## Фрагмент документа

"""

Выбрать главу

А потому я советую и настаиваю не оставлять злодеяние безнаказанным. Ведь речь идет не о грабеже казны, не о вымогательстве денег у союзников — проступках тяжких, но по нынешним временам уже и неприметных, и незначительных — достоинство сената предано заклятому врагу, предано ваше владычество, и в Риме, и на театре войны наше государство оказалось продажным! Если все это не будет расследовано, если виновные не понесут кары, что останется нам, как не подчиняться преступникам до конца своих дней? Ведь делать безнаказанно, что ни вздумается, это и значит — быть царем!

Не к тому призываю я вас, квириты, чтобы ваши сограждане поступали вопреки законам, а вы бы взирали на это с одобрением, — нет, но, щадя дурных, не погубите добрых! Вообще для государства много опаснее забывать дурные деяния, нежели добрые: ведь добрый, если его не замечаешь, только теряет охоту действовать, а дурной становится еще гнуснее. Наконец, если бы справедливость не нарушалась, мало кто просил бы о помощи».

XXXII. Подобные речи Меммий держал часто и убедил народ послать к Югурте Луция Кассия, тогдашнего претора, чтобы тот, от имени государства пообещав царю неприкосновенность, привез его в Рим и чтобы через показания царя легче открылись проступки Скавра и прочих, обвиняемых во мздоимстве.

Тем временем начальники войска, оставленные Бестией в Нумидии, совершали, по примеру своего командующего, преступление за преступлением, одно постыднее другого. Иные, соблазнившись золотом, возвращали Югурте его слонов, иные продавали ему перебежчиков, иные грабили мирные земли — такая неистовая алчность ворвалась в их души, точно смертельный недуг.

К ужасу всей знати, предложение Гая Меммия было утверждено, и претор Кассий отправился к Югурте. Страх и сознание вины поколебали самоуверенность царя, и Кассий уговорил его, что лучше испытать милосердие римского народа, чем его силу, раз уже ты сдался на милость римлян. Вдобавок он обещал Югурте безопасность и от себя лично, и его слово значило для царя не меньше, чем заверения государства: столь громкой в ту пору была слава Кассия.

"""

## Материал для задания
"""

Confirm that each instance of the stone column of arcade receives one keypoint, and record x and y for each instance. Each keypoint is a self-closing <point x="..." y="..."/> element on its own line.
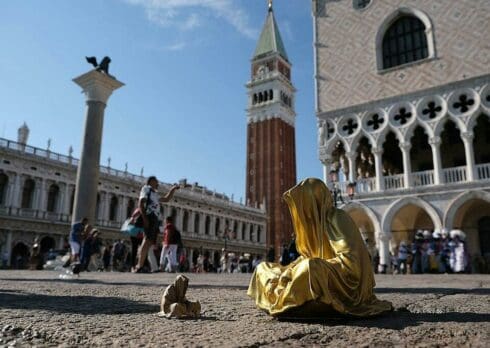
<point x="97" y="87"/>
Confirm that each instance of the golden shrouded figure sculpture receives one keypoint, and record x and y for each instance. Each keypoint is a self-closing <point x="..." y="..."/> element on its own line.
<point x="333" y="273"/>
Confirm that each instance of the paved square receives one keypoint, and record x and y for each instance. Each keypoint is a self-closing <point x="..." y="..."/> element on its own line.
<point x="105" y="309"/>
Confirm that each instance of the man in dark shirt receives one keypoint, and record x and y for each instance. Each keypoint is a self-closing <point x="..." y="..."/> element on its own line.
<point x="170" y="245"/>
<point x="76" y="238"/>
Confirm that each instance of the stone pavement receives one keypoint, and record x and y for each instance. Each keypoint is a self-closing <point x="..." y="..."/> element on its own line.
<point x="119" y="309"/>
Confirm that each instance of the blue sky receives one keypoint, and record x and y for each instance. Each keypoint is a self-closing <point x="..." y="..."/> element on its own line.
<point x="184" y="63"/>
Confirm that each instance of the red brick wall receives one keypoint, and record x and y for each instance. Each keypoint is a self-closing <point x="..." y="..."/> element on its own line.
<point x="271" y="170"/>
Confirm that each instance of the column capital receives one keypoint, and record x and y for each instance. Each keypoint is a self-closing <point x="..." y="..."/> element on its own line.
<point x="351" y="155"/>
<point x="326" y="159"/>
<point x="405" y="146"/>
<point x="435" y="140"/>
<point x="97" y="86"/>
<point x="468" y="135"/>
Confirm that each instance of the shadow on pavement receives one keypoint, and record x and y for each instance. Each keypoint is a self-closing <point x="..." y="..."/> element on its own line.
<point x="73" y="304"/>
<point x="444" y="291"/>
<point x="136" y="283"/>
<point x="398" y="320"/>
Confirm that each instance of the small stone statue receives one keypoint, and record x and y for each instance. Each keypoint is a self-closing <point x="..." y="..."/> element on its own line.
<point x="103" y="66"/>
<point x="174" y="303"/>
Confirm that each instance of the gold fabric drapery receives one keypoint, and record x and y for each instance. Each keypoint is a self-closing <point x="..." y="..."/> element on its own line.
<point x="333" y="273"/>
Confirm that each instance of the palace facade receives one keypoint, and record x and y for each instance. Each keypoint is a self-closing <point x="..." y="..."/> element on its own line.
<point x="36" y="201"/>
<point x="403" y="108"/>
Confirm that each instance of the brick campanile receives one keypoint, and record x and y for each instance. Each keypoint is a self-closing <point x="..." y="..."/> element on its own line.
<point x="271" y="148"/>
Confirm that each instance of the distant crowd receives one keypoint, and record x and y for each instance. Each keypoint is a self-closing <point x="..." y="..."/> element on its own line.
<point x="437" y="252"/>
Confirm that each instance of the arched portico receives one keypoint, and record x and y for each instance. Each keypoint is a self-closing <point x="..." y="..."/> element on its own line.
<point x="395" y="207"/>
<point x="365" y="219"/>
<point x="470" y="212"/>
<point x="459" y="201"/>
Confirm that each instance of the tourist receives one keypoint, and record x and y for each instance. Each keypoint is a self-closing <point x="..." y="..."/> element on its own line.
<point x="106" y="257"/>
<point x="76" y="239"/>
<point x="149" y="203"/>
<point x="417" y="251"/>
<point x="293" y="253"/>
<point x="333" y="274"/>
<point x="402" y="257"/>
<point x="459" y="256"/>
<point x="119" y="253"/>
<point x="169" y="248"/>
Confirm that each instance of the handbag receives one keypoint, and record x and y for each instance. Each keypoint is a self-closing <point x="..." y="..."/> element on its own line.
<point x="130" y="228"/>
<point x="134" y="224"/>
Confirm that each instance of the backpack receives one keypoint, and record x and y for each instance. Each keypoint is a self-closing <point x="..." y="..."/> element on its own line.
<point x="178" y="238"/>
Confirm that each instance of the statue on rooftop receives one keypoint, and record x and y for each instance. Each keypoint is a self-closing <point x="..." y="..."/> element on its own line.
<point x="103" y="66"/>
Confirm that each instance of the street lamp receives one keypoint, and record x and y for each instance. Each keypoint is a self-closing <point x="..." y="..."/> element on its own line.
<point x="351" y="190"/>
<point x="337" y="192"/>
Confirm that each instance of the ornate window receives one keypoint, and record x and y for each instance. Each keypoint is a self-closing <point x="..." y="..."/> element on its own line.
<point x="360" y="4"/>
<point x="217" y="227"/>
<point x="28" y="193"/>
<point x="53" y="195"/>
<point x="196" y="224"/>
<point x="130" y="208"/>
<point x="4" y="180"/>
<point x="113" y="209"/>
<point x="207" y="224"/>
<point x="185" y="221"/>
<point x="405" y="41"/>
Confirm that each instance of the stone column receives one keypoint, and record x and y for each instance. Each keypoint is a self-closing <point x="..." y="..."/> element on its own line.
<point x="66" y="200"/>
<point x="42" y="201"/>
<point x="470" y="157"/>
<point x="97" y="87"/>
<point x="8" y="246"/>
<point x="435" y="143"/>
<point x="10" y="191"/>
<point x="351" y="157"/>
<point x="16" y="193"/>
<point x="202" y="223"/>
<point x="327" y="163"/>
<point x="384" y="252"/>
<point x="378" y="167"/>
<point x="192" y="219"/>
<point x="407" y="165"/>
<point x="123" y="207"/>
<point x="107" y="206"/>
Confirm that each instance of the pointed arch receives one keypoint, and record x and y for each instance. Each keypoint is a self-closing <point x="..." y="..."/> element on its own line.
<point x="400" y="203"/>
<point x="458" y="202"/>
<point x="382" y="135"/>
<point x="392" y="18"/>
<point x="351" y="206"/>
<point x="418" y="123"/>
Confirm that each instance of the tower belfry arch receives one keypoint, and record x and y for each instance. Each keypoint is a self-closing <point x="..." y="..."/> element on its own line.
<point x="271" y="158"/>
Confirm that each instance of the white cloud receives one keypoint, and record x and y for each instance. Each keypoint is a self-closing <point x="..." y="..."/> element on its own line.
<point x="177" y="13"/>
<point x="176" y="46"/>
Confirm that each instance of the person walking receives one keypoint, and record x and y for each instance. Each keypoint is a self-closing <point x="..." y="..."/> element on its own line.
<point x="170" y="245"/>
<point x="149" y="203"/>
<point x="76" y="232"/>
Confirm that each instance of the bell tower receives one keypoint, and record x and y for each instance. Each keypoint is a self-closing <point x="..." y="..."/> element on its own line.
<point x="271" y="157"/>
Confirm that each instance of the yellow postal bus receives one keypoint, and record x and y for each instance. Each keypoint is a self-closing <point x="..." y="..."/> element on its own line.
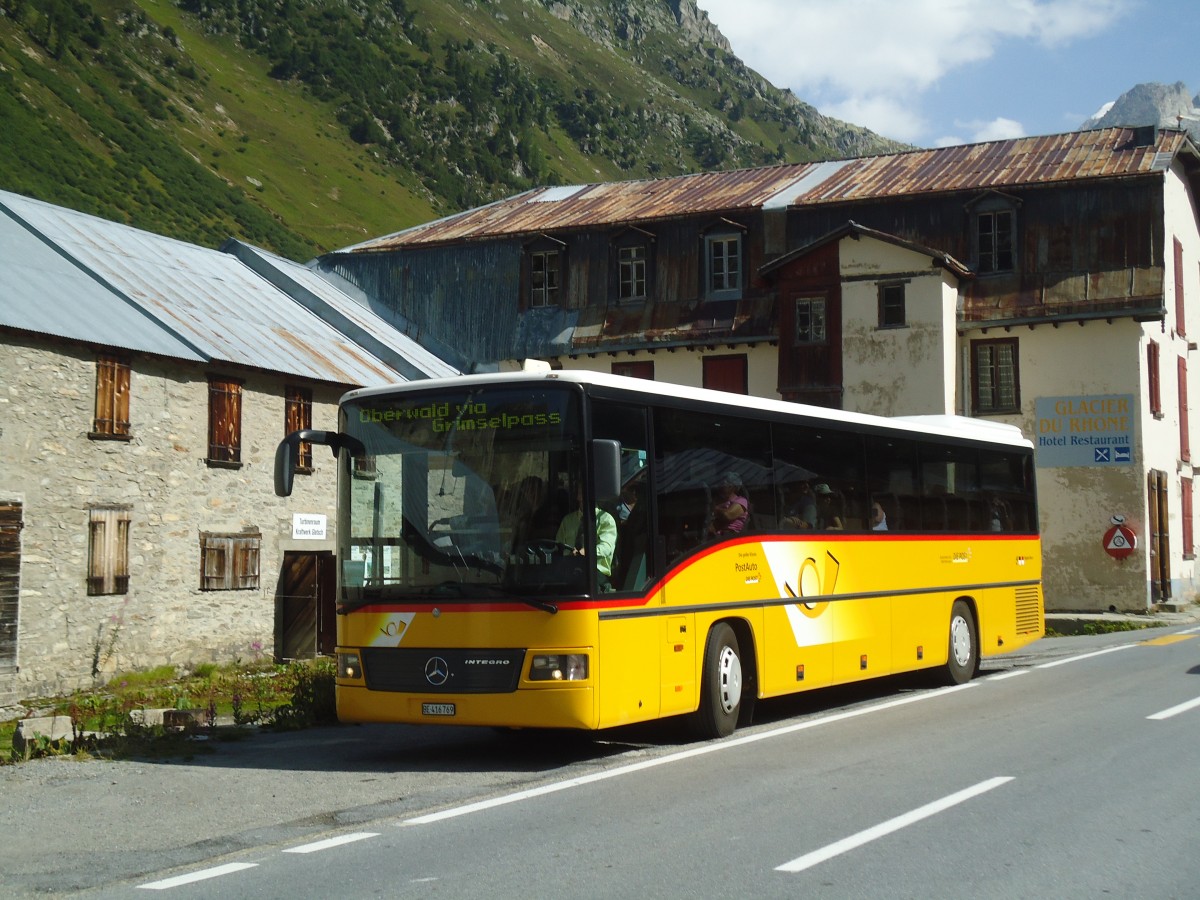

"""

## Задания
(a) Переведите на английский язык предложение из фрагмента документа «Наконец, если бы справедливость не нарушалась, мало кто просил бы о помощи».
(b) Укажите одним числом, сколько строк материала для задания содержат слово «brick».

## Решённые задания
(a) Finally, if justice were not violated, few would ask for help.

(b) 2